***** Passage cité *****

Si on peut résumer la position libérale — et c’est un exercice ardu —, elle consiste à interdire à tous les employés de l’État de porter certains signes religieux jugés incompatibles avec les services publics parce qu’ils transmettent un « message d’oppression, de soumission et de retrait social de la femme ». Le Barreau du Québec et la Commission des droits de la personne et des droits de la jeunesse (CDPDJ) ont déjà statué qu’une telle prohibition générale était contraire aux chartes. Des accommodements pourraient être accordés.

En ce qui a trait aux agents de l’État qui exercent un pouvoir de coercition, comme les policiers, l’interdiction passerait par leur code vestimentaire. On pourrait y faire entorse au cas par cas par la voie d’accommodements.
Pour avocats...

La subtilité de la chose, c’est que le Parti libéral n’appliquerait pas sa solution en adoptant un projet de loi. Donc, nul besoin de recourir à la clause dérogatoire, s’est félicité Philippe Couillard. En fait, la position libérale n’est pas conçue pour être aisément communiquée mais pour que des avocats puissent la plaider si d’aventure surgissaient des demandes d’accommodement religieux.

Dans le fond, la position libérale n’a guère changé. « Il est faux de dire que la neutralité de l’État signifie la neutralité des individus, a répété Philippe Couillard. Pour nous, l’interdiction du port de signes religieux par les employés de l’État, ça n’a aucun sens. »

De toute manière, pour le chef libéral, on a créé tout un brouhaha autour de la « pseudo-crise » des accommodements. Quant au port de signes religieux par les policiers, ou celui du tchador, Philippe Couillard a dit n’avoir « jamais vu autant d’attention donnée à des situations non existantes ». Encore heureux que le PLQ accouche d’une position pour régler une question inexistante.

***** Données extraites *****

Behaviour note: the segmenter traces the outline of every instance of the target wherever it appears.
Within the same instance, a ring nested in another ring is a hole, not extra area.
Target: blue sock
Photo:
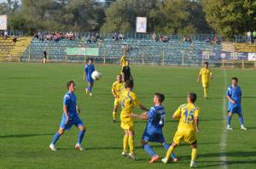
[[[227,123],[230,126],[231,124],[231,117],[230,115],[227,116]]]
[[[55,135],[54,136],[54,138],[52,138],[51,144],[55,144],[55,143],[58,141],[58,139],[60,138],[61,134],[57,132],[55,133]]]
[[[239,115],[239,122],[240,122],[241,126],[241,125],[243,126],[243,117],[241,115]]]
[[[84,138],[84,132],[85,132],[85,130],[84,131],[79,131],[79,138],[78,138],[78,144],[82,144],[82,140]]]
[[[164,143],[164,147],[165,147],[166,150],[167,151],[169,149],[170,145],[169,145],[169,144]],[[172,159],[175,159],[176,158],[175,154],[172,153],[171,157],[172,157]]]
[[[145,151],[150,155],[152,157],[156,156],[156,153],[151,149],[151,147],[148,144],[145,144],[143,146],[143,148],[145,149]]]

*****

Citez mot pour mot l'extrait sur la position libérale, en commençant à « Si on peut résumer » et en terminant à « Pour avocats... ».

*Réponse*
Si on peut résumer la position libérale — et c’est un exercice ardu —, elle consiste à interdire à tous les employés de l’État de porter certains signes religieux jugés incompatibles avec les services publics parce qu’ils transmettent un « message d’oppression, de soumission et de retrait social de la femme ». Le Barreau du Québec et la Commission des droits de la personne et des droits de la jeunesse (CDPDJ) ont déjà statué qu’une telle prohibition générale était contraire aux chartes. Des accommodements pourraient être accordés.

En ce qui a trait aux agents de l’État qui exercent un pouvoir de coercition, comme les policiers, l’interdiction passerait par leur code vestimentaire. On pourrait y faire entorse au cas par cas par la voie d’accommodements.
Pour avocats...